» What you are asked to do:
In the passage on S. maltophilia prophages, reproduce the text from "Correlation between habitat" to "5B, p < 0.01).".

» Source text:
————————
The genome sequences of 138 predicted intact prophages identified from S. maltophilia were compared with all known phage genomes in public databases using Viral Proteomic Tree (ViPtree, https://www.genome.jp/viptree/)22 (Fig. 4). The predicted S. maltophilia intact prophages clustered into 42 clusters, of which 41 clusters were including Siphoviridae, Myoviridae and other 18 viral families, and one was unknown viral family (Supplementary Table S4). However, only 21.01% (29/138) of the intact S. maltophilia prophage sequences were fallen within 3/42 clusters with known S. maltophilia phages. The remaining 78.99% (109/138) of the intact prophage sequences formed clusters with other known phages other than the S. maltophilia host. Among them, 64 sequences formed clusters with phages infecting Pseudomonas taxa (e.g. Xanthomonas, Ralstonia), 43 formed clusters with the phages infecting Actinomycetota taxa, and one sequences formed clusters with phages infecting Euryarchaeota taxa. One sequence clustered with the phages infecting unknown host taxa (Fig. 4 and Supplementary Table S4). These results highlight the great diversity of prophages in the genome of S. maltophilia.
Taken together, the results demonstrate the great genetic diversity of prophages in the genome of S. maltophilia.
Correlation between habitat of S. maltophilia and carrying prophage
To investigate whether the number of prophages carried by S. maltophilia was related to the host habitat, 72 S. maltophilia strains with definite isolation source were selected and divided into two groups according to their habitats: “clinical setting” group (isolated from human and hospital, n = 29) and “environmental setting” group (isolated from other habitats, n = 43). The results showed that strains from the clinical setting (151 prophage regions, including 62 intact prophages) harbored significantly greater numbers of prophages than strains from the environmental setting (130 prophage regions, including 54 intact prophages). This was obviously observed in both the predicted prophages (Fig. 5A, p < 0.0001) and intact prophages (Fig. 5B, p < 0.01).
The ANI of S. maltophilia showed that strains from clinical setting could be clustered into 5 clusters, most of which (68.97%, 20/29) were clustered into cluster V (Fig. 2 and Supplementary Table S3), and the intact prophages carried by these strains could be clustered into 10 clusters, of which 30.65% (19/62) were clustered in cluster b (Fig. 3 and Supplementary Table S3). The strains from the environmental setting could be clustered into nine clusters, of which 30.23% (13/43) were clustered in cluster II (Fig. 2 and Supplementary Table S3), and the intact prophages they carried could be clustered into nine clusters, among which 31.48% (17/54) were clustered into cluster l (Fig. 3 and Supplementary Table S3). Although most strains from the clinical setting clustered together (cluster V), the intact prophages they carried did not clustertogether, but instead cross-clusered with the intact prophages carried by strains from the environmental setting (Supplementary Table S3). The findings indicate that the abundance of prophages may be associated with host habitats.
Auxiliary genes and HGTs mediated by prophages in S. maltophilia
ARGs was not predicted for any of the prophages except for a questionable prophage carried by strain HW002Y isolated from an ICU ward in Malaysia. The prophage predicted by HW002Y contained 11 ARGs, which involved drug resistance to aminoglycoside antibiotic, rifamycin antibiotic, carbapenem, cephalosporin, penam, macrolide antibiotic, disinfecting agents and antiseptics, sulfonamide antibiotic and tetracycline antibiotic (Supplementary Table S5).
————————
(Text-to-region grounding data)
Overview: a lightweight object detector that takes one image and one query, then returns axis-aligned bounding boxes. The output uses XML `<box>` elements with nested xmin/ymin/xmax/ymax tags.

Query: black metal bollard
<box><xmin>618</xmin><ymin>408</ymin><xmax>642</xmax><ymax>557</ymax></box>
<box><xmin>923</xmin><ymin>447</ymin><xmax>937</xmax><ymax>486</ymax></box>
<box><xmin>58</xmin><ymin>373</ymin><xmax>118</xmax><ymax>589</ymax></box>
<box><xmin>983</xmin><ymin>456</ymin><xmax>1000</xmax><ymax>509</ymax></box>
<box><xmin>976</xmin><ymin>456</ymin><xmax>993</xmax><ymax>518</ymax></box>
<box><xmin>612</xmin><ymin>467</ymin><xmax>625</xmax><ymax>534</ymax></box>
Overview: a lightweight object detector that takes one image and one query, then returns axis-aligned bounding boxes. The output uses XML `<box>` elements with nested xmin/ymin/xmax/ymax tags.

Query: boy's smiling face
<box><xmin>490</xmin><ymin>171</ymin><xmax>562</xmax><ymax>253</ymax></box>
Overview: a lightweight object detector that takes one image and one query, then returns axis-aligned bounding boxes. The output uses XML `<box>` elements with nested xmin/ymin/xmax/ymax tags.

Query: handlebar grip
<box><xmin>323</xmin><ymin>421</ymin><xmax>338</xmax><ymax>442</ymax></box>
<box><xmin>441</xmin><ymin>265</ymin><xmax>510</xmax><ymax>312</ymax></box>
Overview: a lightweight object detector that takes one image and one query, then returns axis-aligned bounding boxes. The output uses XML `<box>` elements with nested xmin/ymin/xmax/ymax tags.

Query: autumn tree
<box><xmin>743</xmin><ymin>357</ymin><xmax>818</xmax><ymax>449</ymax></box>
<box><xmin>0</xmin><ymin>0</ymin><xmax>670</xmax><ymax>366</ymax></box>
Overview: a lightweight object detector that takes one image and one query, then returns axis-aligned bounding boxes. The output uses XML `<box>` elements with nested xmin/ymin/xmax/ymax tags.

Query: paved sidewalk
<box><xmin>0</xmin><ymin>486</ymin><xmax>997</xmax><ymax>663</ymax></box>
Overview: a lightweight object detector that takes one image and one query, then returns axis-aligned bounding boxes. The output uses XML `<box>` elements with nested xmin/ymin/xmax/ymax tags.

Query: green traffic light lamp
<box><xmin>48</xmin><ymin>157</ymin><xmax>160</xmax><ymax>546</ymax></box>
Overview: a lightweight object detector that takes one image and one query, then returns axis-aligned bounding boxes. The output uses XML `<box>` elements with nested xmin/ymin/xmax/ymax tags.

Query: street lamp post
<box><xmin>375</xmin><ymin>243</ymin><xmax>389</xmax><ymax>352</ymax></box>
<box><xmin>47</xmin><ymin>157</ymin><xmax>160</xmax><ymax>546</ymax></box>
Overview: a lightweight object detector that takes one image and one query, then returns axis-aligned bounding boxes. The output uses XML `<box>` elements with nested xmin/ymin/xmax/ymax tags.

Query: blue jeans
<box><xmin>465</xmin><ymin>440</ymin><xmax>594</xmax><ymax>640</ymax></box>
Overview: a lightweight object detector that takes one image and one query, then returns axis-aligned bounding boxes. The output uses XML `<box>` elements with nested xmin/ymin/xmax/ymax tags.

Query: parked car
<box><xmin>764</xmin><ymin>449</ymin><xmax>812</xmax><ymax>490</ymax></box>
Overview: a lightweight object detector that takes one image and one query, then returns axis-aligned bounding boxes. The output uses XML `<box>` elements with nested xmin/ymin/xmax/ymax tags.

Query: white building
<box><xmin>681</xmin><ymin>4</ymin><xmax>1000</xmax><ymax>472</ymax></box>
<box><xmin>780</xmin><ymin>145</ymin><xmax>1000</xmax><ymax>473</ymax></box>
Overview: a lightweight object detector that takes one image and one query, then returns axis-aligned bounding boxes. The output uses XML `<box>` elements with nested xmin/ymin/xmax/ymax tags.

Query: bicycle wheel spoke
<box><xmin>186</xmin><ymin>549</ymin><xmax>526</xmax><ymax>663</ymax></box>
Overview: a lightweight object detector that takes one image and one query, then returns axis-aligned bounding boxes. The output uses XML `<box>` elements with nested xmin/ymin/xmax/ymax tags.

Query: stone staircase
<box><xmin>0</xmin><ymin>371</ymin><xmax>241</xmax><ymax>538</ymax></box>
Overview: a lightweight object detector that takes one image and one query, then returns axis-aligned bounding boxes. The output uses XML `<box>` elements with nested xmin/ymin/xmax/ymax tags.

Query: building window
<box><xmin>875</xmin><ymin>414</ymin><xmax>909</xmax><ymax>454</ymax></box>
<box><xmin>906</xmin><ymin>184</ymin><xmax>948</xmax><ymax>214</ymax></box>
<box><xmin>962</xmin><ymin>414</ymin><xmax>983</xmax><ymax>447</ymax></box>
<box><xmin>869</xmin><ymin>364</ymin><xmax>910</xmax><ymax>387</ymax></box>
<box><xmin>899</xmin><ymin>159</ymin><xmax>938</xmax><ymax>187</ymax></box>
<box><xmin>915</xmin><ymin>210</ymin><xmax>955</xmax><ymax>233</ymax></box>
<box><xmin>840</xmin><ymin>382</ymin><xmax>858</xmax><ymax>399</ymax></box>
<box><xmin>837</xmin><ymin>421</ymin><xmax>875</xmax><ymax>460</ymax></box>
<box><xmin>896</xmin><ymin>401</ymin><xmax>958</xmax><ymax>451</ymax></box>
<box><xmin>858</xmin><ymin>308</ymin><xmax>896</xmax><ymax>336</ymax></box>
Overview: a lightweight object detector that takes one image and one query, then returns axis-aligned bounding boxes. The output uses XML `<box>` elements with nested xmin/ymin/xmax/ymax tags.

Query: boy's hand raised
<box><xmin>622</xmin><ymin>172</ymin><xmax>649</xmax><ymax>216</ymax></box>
————————
» Answer below:
Correlation between habitat of S. maltophilia and carrying prophage
To investigate whether the number of prophages carried by S. maltophilia was related to the host habitat, 72 S. maltophilia strains with definite isolation source were selected and divided into two groups according to their habitats: “clinical setting” group (isolated from human and hospital, n = 29) and “environmental setting” group (isolated from other habitats, n = 43). The results showed that strains from the clinical setting (151 prophage regions, including 62 intact prophages) harbored significantly greater numbers of prophages than strains from the environmental setting (130 prophage regions, including 54 intact prophages). This was obviously observed in both the predicted prophages (Fig. 5A, p < 0.0001) and intact prophages (Fig. 5B, p < 0.01).